(Records excerpted from a collection):
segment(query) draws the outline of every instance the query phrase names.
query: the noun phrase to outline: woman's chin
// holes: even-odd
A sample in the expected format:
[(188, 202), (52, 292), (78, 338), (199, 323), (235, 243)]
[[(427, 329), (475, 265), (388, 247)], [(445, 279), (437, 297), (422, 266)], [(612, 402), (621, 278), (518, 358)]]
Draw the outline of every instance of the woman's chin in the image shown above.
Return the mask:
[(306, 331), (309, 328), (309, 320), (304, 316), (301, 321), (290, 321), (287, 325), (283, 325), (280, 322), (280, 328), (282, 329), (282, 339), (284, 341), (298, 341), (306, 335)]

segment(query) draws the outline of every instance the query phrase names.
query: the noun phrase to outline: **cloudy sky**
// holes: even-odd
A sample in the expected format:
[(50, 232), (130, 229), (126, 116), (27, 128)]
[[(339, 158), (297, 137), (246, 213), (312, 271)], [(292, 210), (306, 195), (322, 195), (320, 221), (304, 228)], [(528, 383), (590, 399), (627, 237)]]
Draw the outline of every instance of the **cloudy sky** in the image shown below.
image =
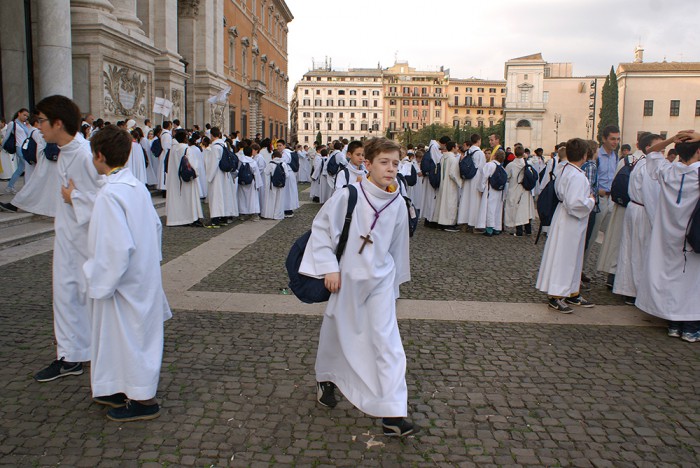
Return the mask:
[(333, 68), (449, 68), (455, 78), (503, 79), (504, 62), (542, 52), (577, 76), (630, 62), (700, 62), (698, 0), (286, 0), (290, 96), (312, 59)]

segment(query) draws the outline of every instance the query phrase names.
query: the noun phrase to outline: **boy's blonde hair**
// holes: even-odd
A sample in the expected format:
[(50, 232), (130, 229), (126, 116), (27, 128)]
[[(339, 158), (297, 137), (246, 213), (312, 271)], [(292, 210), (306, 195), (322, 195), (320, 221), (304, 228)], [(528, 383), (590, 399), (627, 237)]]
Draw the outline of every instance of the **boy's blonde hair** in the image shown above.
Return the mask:
[(370, 138), (365, 142), (365, 159), (372, 162), (380, 153), (397, 152), (401, 158), (401, 146), (395, 141), (384, 137)]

(What is expected): Retype each entry exactly as it appears, excluding any image.

(Task answer):
segment(query) draws the outline of every instance the query phrase names.
query: the noun phrase to outline: woman's chin
// holes: even-odd
A sample in the expected format:
[(188, 202), (52, 292), (78, 338), (199, 323), (235, 243)]
[[(427, 329), (475, 265), (388, 247)], [(445, 279), (437, 297), (422, 266)], [(612, 402), (621, 278), (518, 358)]]
Draw the outline of every instance of the woman's chin in the image shown above.
Return the mask:
[(306, 331), (309, 328), (309, 320), (304, 316), (301, 321), (290, 321), (287, 325), (283, 325), (280, 322), (280, 328), (282, 329), (282, 339), (284, 341), (298, 341), (306, 335)]

segment(query) draws the outline of every instance the query phrase names.
query: the noun phrase to outline: **cloudy sky**
// holes: even-odd
A sample in the expected format:
[(50, 232), (130, 229), (126, 116), (27, 128)]
[[(339, 158), (297, 137), (246, 213), (312, 271)], [(292, 210), (306, 195), (322, 195), (320, 221), (304, 228)], [(528, 383), (590, 399), (627, 237)]]
Draw the outline of every instance of the **cloudy sky** in the image shown below.
image =
Return the mask:
[(333, 68), (449, 68), (455, 78), (503, 79), (504, 62), (542, 52), (577, 76), (630, 62), (700, 62), (698, 0), (286, 0), (290, 96), (312, 59)]

segment(query) draws the outline of every instance the query phrase names.
query: the noun phrase to outline: **boy's blonde hair**
// holes: even-odd
A sample in the expected format:
[(50, 232), (130, 229), (126, 116), (27, 128)]
[[(339, 158), (297, 137), (246, 213), (312, 271)], [(292, 210), (306, 195), (322, 195), (320, 221), (304, 228)], [(528, 383), (590, 399), (627, 237)]]
Draw the outline of every instance of the **boy's blonde hair** in the image shown above.
Return the mask:
[(370, 138), (365, 142), (365, 159), (372, 162), (380, 153), (397, 152), (401, 158), (401, 146), (395, 141), (384, 137)]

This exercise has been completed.